**Gestellte Aufgabe**
Gib an, wie viele Zeilen der folgenden Einträge die Zeichenfolge „woman“ enthalten, und nenne nur die Zahl. Groß- und Kleinschreibung werden dabei unterschieden.

Daten zur Bildannotation
=-=-=
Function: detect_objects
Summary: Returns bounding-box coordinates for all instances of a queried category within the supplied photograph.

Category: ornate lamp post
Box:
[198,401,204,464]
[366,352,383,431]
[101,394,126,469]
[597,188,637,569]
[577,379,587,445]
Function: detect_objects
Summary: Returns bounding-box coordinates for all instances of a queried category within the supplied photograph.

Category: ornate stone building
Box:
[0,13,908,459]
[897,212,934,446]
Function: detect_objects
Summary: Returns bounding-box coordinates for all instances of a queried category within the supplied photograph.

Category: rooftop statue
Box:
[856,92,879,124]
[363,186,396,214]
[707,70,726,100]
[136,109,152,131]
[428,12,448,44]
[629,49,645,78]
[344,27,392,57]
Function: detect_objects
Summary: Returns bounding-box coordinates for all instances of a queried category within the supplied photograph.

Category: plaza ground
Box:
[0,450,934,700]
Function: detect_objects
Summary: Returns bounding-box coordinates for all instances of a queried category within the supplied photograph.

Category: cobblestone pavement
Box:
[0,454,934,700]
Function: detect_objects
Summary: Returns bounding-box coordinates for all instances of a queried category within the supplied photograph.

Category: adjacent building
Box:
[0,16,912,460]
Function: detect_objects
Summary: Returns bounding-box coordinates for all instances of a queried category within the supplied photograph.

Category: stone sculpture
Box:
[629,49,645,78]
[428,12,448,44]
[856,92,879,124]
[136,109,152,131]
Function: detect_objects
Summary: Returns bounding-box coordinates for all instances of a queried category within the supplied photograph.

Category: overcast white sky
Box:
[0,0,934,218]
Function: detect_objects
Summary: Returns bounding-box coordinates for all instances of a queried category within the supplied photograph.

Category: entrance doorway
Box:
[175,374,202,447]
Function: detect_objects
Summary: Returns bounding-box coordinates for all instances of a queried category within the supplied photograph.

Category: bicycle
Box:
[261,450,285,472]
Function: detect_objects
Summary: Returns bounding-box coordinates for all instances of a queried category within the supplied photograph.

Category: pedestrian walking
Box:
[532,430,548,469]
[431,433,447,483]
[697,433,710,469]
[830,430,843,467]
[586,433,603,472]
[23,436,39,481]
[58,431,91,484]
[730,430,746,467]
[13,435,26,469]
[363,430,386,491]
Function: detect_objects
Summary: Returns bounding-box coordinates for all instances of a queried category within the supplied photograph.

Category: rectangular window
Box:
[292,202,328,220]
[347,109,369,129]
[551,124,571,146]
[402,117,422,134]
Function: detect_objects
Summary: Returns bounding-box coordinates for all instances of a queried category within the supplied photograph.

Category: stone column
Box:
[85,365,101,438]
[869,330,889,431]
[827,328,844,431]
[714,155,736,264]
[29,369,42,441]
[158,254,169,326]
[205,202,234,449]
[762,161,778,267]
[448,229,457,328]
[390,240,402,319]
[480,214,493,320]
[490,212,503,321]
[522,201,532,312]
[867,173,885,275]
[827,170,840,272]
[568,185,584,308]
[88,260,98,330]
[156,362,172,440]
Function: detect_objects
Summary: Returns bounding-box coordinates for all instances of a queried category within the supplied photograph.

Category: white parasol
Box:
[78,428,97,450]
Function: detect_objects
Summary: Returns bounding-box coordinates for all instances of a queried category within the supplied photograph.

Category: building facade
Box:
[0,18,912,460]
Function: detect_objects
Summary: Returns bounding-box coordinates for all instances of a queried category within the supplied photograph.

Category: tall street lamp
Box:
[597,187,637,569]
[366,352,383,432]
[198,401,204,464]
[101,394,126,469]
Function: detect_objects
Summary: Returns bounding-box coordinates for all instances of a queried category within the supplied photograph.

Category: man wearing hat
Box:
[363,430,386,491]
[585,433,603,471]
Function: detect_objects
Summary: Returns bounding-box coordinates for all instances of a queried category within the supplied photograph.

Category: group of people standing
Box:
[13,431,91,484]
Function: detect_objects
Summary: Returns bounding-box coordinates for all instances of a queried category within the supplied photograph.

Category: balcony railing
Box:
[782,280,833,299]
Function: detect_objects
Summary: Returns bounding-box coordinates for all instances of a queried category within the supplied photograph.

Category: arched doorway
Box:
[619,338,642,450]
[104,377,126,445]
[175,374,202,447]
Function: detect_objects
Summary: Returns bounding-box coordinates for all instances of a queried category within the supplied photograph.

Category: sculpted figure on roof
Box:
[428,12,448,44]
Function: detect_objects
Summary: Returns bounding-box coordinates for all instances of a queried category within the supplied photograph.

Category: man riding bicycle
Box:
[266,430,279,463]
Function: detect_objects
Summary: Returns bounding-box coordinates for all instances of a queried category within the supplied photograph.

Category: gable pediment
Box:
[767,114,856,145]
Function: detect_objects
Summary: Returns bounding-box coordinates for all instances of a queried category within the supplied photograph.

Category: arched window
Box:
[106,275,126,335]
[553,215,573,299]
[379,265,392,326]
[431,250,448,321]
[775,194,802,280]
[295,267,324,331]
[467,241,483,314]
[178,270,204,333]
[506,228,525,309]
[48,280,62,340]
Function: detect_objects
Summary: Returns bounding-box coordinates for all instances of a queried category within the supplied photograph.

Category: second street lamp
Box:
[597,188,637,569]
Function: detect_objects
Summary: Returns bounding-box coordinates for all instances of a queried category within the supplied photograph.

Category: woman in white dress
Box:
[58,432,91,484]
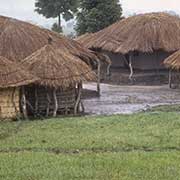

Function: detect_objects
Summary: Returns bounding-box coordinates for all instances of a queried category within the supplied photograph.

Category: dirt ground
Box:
[83,83,180,115]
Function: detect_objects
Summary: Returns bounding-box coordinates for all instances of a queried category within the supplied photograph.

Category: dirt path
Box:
[84,83,180,115]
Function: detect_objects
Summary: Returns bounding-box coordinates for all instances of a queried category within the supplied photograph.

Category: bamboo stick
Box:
[97,61,101,96]
[21,86,28,120]
[46,90,51,117]
[169,69,172,88]
[74,83,82,115]
[53,89,58,117]
[129,54,134,82]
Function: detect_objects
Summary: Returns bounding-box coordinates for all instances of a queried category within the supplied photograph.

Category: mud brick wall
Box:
[0,88,19,120]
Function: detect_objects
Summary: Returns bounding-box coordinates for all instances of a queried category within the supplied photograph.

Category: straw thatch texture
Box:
[80,13,180,54]
[164,50,180,70]
[22,45,95,88]
[0,88,20,120]
[0,16,97,63]
[0,56,37,88]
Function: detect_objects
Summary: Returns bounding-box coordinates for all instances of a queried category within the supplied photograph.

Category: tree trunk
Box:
[53,89,58,117]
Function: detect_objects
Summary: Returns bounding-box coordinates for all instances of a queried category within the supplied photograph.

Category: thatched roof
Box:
[0,56,38,88]
[164,50,180,70]
[80,13,180,54]
[75,33,112,65]
[75,33,94,46]
[22,44,95,88]
[0,16,97,63]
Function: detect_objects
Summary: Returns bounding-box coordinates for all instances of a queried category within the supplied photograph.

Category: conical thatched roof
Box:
[164,50,180,70]
[0,16,97,62]
[75,33,94,46]
[22,44,95,88]
[80,13,180,54]
[0,56,37,88]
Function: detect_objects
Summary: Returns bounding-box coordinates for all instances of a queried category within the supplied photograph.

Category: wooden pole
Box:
[53,88,58,117]
[97,60,101,96]
[35,86,39,115]
[169,69,172,88]
[74,83,82,115]
[46,89,51,117]
[21,86,28,120]
[12,88,19,116]
[129,53,134,82]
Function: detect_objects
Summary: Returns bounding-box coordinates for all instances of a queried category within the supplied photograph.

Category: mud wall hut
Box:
[22,43,95,117]
[0,56,37,120]
[164,50,180,88]
[79,13,180,84]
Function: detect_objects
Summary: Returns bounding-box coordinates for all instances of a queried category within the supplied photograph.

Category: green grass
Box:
[0,110,180,180]
[150,105,180,112]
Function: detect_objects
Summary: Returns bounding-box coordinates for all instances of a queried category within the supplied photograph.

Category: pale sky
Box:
[0,0,180,27]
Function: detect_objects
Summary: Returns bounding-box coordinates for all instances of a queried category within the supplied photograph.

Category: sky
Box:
[0,0,180,28]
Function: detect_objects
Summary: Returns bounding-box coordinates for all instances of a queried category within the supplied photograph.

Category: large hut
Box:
[0,16,97,64]
[22,42,95,117]
[79,13,180,84]
[0,56,37,119]
[0,16,98,116]
[164,50,180,88]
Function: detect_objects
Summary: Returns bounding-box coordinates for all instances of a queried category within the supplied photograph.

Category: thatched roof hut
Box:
[22,42,96,117]
[0,56,38,119]
[79,13,180,82]
[0,16,97,63]
[22,45,95,89]
[81,13,180,54]
[0,56,38,89]
[164,50,180,88]
[164,50,180,70]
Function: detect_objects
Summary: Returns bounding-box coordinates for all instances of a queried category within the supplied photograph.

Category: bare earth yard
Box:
[84,83,180,115]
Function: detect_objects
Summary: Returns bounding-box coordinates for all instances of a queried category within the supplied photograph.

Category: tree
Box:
[51,23,62,33]
[35,0,78,31]
[76,0,122,35]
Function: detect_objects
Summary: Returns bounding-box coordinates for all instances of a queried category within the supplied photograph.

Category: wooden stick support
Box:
[21,86,28,120]
[53,89,58,117]
[74,83,82,115]
[12,88,19,116]
[35,86,39,115]
[169,69,172,88]
[97,61,101,96]
[46,90,51,117]
[129,54,134,82]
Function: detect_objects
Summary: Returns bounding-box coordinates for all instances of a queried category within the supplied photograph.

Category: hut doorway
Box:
[25,85,83,117]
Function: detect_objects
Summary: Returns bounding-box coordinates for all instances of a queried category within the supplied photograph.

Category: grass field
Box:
[0,106,180,180]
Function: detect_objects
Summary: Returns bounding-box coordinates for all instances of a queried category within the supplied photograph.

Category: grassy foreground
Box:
[0,109,180,180]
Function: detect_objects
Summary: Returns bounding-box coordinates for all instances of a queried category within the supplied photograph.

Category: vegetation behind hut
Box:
[35,0,78,29]
[76,0,122,35]
[80,13,180,54]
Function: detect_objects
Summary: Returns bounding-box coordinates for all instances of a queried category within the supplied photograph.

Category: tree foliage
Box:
[35,0,78,30]
[51,23,63,33]
[76,0,122,35]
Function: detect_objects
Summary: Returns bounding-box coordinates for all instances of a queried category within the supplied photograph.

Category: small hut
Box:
[0,56,37,119]
[164,50,180,88]
[79,13,180,84]
[75,33,112,95]
[22,43,95,117]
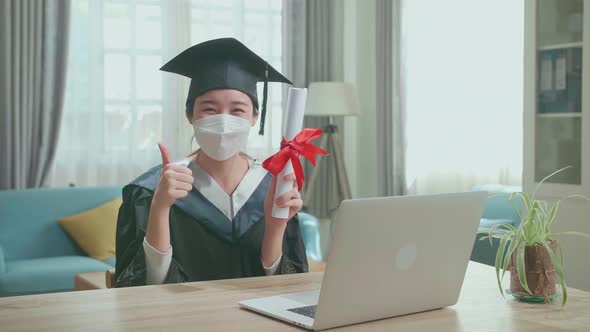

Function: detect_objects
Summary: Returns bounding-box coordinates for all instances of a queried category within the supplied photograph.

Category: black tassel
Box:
[258,63,268,135]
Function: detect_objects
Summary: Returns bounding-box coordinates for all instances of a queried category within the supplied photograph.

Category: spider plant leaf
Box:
[556,240,565,272]
[510,200,522,220]
[563,194,590,202]
[494,237,507,297]
[545,200,561,232]
[501,234,518,280]
[531,166,571,200]
[543,242,567,308]
[516,242,533,295]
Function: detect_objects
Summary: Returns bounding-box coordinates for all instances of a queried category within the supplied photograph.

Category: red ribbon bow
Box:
[262,128,328,190]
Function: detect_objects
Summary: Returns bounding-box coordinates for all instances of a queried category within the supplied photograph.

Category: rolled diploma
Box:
[272,88,307,219]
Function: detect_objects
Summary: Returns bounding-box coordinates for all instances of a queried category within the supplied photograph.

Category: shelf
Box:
[537,112,582,118]
[538,42,584,51]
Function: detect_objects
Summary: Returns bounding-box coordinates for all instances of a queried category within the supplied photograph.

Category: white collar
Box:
[188,154,267,221]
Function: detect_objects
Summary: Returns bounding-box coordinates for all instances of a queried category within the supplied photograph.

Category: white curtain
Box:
[48,0,282,187]
[402,0,524,194]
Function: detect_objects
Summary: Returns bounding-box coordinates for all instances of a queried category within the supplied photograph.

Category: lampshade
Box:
[305,82,360,116]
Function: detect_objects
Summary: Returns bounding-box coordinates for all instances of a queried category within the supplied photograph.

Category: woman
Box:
[115,38,308,287]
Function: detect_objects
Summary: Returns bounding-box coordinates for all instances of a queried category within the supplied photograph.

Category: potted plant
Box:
[479,166,590,306]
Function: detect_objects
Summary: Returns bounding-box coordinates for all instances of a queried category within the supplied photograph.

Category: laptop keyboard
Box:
[287,305,317,318]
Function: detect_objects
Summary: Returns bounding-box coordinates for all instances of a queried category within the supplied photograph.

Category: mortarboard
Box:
[160,38,293,135]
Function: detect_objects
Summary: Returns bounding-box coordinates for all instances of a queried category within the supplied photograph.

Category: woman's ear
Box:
[184,98,197,126]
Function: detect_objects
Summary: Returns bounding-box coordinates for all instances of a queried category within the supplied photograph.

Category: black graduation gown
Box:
[115,162,308,287]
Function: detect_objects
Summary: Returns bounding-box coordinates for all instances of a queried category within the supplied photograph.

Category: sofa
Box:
[0,187,121,296]
[471,185,522,266]
[0,187,321,296]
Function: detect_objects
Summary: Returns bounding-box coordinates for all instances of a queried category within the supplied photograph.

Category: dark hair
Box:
[184,97,258,119]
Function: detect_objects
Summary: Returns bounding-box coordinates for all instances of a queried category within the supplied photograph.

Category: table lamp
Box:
[303,82,360,206]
=-=-=
**Lösung**
3